• **Directions**: After locating the line with "Each instance of the dirt" in the data that follows, return it and every later line exactly, up to and including the line with "Each instance of the wooden fence".
[Records for the task — start]
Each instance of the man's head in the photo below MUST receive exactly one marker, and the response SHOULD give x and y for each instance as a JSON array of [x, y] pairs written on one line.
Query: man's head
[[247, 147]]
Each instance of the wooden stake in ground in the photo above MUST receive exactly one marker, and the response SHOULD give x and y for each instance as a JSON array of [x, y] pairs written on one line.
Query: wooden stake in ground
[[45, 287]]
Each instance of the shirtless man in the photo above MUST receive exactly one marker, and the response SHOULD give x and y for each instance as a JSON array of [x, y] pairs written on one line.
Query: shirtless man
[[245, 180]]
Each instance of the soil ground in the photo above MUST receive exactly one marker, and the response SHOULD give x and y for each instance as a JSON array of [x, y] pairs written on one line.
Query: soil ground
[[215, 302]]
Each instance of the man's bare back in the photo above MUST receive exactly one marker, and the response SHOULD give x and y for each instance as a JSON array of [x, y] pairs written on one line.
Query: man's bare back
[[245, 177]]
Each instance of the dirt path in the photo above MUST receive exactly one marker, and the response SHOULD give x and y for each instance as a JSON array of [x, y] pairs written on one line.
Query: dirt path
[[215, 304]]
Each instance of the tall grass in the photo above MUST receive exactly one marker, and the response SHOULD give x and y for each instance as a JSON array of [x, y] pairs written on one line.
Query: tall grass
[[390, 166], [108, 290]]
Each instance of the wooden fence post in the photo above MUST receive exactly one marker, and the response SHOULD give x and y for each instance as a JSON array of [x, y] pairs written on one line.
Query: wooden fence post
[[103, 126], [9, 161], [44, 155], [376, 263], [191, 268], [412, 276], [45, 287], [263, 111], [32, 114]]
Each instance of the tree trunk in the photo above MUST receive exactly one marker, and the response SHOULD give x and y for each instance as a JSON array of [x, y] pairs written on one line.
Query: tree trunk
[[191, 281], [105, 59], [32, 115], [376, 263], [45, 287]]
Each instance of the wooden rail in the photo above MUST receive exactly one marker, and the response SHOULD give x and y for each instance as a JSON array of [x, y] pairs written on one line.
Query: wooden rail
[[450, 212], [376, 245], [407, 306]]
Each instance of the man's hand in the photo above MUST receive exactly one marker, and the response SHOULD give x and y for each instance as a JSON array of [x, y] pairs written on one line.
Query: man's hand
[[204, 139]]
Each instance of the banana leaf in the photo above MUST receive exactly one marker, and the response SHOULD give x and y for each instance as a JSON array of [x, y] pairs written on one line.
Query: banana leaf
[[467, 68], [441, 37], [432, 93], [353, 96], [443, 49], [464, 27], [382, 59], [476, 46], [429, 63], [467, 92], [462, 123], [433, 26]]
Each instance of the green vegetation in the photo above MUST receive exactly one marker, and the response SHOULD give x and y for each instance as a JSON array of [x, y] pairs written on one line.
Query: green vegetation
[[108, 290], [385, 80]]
[Records for the task — finish]
• **Written reply**:
Each instance of the dirt path in the photo above MUST receive exactly one marker, and the response SHOULD give x and y for each instance as a JSON array of [x, y] pairs written on one line.
Query: dirt path
[[215, 304]]
Each instance of the tall grass in the photo above MUST receive exactly one marker, and the response SHOULD give x and y for each instance as a JSON array of [x, y] pairs written on one line.
Query: tall grass
[[390, 166], [108, 290]]
Each instance of the wooden fence post in the photo above MUST receive exactly one marker, and the response SHOULD give x and y for each instance as a JSON array of [x, y] pairs written on one line.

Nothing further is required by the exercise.